- About this exercise:
The lines to copy are those in the records below that hold the word "folded".

- Exercise data:
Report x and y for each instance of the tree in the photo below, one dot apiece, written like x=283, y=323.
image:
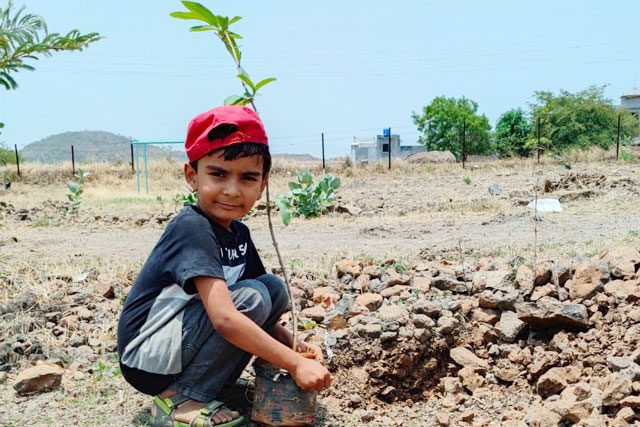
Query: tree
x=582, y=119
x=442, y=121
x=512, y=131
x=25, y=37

==

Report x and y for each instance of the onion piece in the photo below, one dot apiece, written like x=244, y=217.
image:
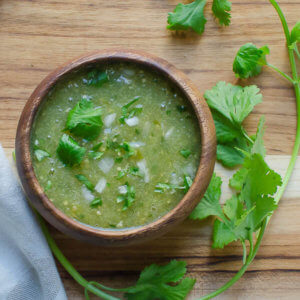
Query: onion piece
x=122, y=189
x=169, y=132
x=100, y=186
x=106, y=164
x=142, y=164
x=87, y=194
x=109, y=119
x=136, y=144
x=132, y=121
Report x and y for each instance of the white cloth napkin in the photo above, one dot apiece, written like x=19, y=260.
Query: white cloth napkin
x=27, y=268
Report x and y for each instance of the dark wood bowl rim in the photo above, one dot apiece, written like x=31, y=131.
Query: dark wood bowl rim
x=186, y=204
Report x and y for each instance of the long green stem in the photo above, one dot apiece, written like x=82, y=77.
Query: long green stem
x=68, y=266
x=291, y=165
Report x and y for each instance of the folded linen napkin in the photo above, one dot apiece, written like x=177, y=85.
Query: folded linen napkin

* * *

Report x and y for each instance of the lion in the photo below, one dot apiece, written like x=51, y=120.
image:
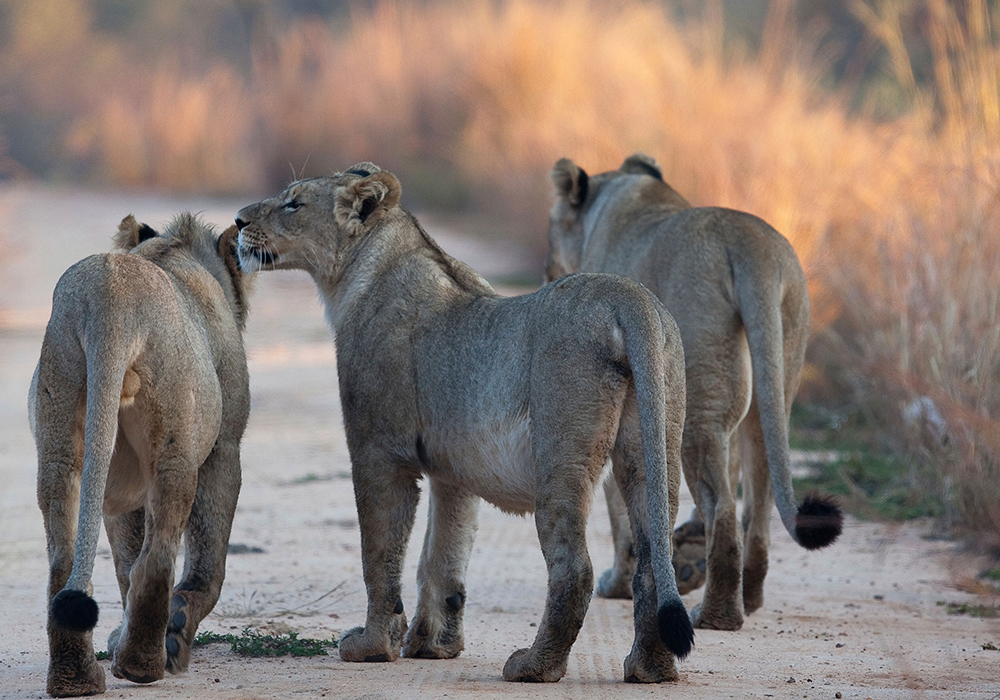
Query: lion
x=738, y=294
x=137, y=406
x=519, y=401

- Exercise answer:
Report x and y for each instance of the folded linen napkin in the photo above, one dot apiece, written like x=177, y=85.
Query: folded linen napkin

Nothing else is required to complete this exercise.